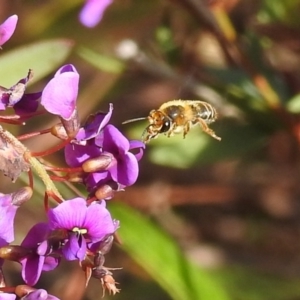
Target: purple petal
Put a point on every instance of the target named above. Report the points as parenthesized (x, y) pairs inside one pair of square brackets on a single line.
[(7, 216), (50, 263), (99, 222), (126, 171), (39, 295), (68, 214), (36, 235), (32, 269), (95, 179), (6, 296), (75, 155), (75, 249), (60, 94), (92, 12), (114, 141), (135, 144), (7, 29), (93, 127)]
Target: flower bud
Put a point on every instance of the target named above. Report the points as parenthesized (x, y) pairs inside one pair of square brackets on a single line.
[(104, 192), (76, 177), (14, 253), (72, 124), (21, 196), (97, 164), (59, 131)]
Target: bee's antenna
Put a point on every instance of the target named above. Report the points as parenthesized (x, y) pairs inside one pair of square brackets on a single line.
[(133, 120)]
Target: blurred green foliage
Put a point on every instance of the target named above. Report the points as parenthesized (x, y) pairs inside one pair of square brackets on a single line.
[(252, 80)]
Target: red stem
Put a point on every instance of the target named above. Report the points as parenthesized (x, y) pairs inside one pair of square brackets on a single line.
[(51, 150), (33, 134)]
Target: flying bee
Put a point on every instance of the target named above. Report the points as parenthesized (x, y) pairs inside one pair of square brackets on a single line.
[(178, 116)]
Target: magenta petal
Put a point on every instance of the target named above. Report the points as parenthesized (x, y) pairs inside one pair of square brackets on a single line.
[(68, 214), (92, 12), (102, 223), (32, 269), (60, 94), (7, 29), (75, 248), (126, 171)]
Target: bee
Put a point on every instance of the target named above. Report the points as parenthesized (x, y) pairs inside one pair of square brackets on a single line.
[(178, 116)]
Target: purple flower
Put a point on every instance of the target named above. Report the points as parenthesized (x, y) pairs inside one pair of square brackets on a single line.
[(7, 215), (92, 12), (83, 224), (6, 296), (37, 261), (60, 94), (124, 167), (93, 126), (97, 140), (39, 295), (15, 97), (7, 29)]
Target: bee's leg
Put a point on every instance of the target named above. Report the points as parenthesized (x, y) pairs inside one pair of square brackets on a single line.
[(186, 128), (206, 129), (170, 132), (148, 134)]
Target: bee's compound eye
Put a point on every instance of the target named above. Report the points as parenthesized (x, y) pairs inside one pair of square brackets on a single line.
[(166, 125)]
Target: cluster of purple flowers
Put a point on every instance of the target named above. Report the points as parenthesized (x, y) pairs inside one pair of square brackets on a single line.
[(98, 156)]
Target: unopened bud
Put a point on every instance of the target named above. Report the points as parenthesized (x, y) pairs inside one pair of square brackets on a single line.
[(97, 164), (21, 196), (75, 177), (14, 253), (104, 192), (71, 125), (59, 131), (105, 245)]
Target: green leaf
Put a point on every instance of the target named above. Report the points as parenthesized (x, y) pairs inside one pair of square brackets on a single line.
[(102, 62), (42, 57), (161, 257), (293, 105)]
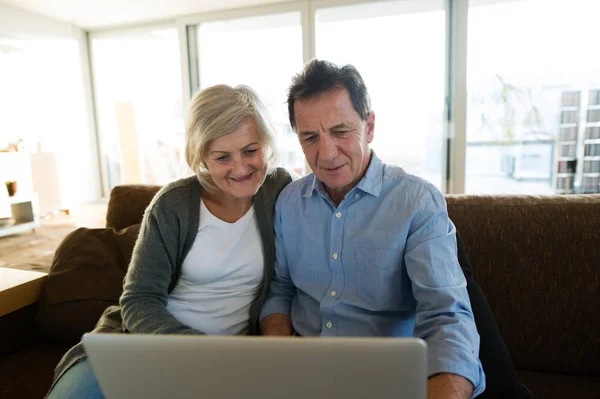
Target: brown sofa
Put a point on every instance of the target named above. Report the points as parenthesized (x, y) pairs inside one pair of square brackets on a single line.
[(536, 258)]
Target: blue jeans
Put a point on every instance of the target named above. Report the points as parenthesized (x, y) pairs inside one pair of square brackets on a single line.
[(77, 382)]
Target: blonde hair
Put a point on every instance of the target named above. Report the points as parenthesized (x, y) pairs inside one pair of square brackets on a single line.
[(217, 111)]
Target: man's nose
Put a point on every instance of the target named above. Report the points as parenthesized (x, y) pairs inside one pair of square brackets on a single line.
[(327, 147)]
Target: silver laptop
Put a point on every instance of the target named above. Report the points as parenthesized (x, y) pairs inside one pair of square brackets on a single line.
[(176, 366)]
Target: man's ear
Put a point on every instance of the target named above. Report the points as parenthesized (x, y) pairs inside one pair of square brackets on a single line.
[(370, 126)]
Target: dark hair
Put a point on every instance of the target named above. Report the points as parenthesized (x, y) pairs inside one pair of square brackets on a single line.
[(319, 76)]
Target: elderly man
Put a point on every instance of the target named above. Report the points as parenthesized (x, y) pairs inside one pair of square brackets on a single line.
[(364, 248)]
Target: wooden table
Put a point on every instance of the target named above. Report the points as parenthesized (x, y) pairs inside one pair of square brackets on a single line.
[(19, 288)]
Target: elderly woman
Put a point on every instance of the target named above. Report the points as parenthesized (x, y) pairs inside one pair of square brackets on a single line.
[(204, 257)]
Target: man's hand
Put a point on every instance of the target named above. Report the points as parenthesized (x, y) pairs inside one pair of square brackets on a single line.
[(449, 386), (277, 325)]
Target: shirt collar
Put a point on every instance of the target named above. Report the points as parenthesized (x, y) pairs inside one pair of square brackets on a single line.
[(370, 183)]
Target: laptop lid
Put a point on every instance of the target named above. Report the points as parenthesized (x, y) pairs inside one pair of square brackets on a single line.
[(178, 366)]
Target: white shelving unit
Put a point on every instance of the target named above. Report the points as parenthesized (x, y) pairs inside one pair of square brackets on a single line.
[(24, 216), (578, 143), (567, 143), (590, 174)]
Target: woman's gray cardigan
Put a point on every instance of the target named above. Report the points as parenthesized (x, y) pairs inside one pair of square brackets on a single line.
[(167, 233)]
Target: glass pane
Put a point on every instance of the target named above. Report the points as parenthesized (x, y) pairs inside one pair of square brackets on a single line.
[(399, 49), (532, 97), (261, 52), (137, 79), (43, 113)]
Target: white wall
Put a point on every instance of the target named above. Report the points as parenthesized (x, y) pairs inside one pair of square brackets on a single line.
[(75, 123)]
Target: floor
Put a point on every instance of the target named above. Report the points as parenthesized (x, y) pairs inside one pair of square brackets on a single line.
[(34, 250)]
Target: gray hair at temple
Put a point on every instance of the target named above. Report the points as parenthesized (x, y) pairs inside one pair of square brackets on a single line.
[(320, 76)]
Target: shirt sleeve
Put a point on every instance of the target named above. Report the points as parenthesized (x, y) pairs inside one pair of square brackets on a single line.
[(444, 318), (282, 289)]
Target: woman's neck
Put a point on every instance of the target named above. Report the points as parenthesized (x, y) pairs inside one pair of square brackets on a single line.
[(228, 210)]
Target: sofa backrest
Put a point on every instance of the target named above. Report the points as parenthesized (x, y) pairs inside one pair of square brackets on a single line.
[(127, 204), (537, 258)]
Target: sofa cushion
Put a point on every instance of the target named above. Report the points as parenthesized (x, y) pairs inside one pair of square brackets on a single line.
[(560, 386), (85, 278), (128, 203), (537, 260), (28, 373)]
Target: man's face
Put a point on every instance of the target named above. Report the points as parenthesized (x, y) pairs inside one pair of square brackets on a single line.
[(335, 140)]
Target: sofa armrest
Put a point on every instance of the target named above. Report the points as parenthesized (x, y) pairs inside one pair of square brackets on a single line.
[(17, 330)]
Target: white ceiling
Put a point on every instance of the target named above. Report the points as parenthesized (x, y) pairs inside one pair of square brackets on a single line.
[(104, 14)]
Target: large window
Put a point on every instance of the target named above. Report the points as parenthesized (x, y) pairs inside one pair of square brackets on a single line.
[(43, 112), (533, 68), (137, 79), (399, 48), (261, 52)]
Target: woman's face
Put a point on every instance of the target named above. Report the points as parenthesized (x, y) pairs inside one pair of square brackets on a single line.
[(237, 162)]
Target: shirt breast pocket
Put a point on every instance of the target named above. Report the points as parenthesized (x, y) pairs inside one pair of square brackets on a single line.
[(379, 278)]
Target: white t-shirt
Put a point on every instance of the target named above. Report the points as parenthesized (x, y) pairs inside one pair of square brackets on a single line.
[(220, 276)]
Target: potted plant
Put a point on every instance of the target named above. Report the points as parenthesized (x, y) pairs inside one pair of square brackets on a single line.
[(11, 186)]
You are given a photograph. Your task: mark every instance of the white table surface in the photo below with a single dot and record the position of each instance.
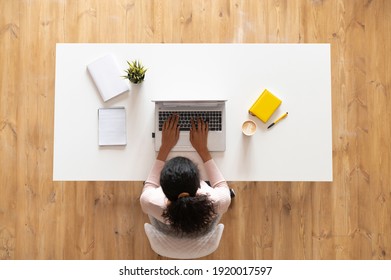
(299, 148)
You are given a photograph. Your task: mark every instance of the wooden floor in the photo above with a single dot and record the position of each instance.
(349, 218)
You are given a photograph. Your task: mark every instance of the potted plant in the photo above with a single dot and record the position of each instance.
(135, 72)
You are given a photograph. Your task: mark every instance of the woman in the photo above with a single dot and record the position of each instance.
(173, 196)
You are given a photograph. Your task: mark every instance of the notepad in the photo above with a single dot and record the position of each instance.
(107, 77)
(112, 126)
(264, 107)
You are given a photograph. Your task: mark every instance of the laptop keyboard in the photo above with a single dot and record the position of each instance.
(213, 118)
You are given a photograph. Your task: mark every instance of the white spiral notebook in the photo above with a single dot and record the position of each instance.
(107, 76)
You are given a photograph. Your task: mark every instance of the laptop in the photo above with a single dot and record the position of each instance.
(212, 111)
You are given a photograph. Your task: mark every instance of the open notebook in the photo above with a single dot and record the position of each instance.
(112, 126)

# SET EXERCISE
Starting at the line that contains "of the wooden", retype each line through the end of the listing above and nothing else.

# WRITTEN ANSWER
You are given a photograph. Your task: mark every instance of the wooden floor in the photo above with a single dot and record the position of each instance.
(349, 218)
You are given a photograph. Your task: mark every instance of the potted plant in the photo above with a single dot and record the position of each instance.
(135, 72)
You are given a photograph. Your task: mark every instance of the woman in the photo above with a single dot and record the position of each instance.
(173, 196)
You are given a photograph. Your task: mark every instance of the notepad in the photo above with a single dot and record the position of each instance.
(107, 77)
(112, 126)
(264, 107)
You are given a photograph. Your task: mark every instance of the laptop keyboard in the photo above with a single dot and record the position of each instance.
(213, 118)
You are given a photograph. Your task: mark every instance of the white spiral notebook in the photo above with a single dot and record the position of each instance.
(107, 76)
You are given a photograph. Your task: mark every instance of the laptop in the photo above with a single dot and record the position of each instance.
(212, 111)
You are given a photograph. Your task: mark every instance of the open notebook in the photo above with a single dot and record the position of each instance.
(112, 126)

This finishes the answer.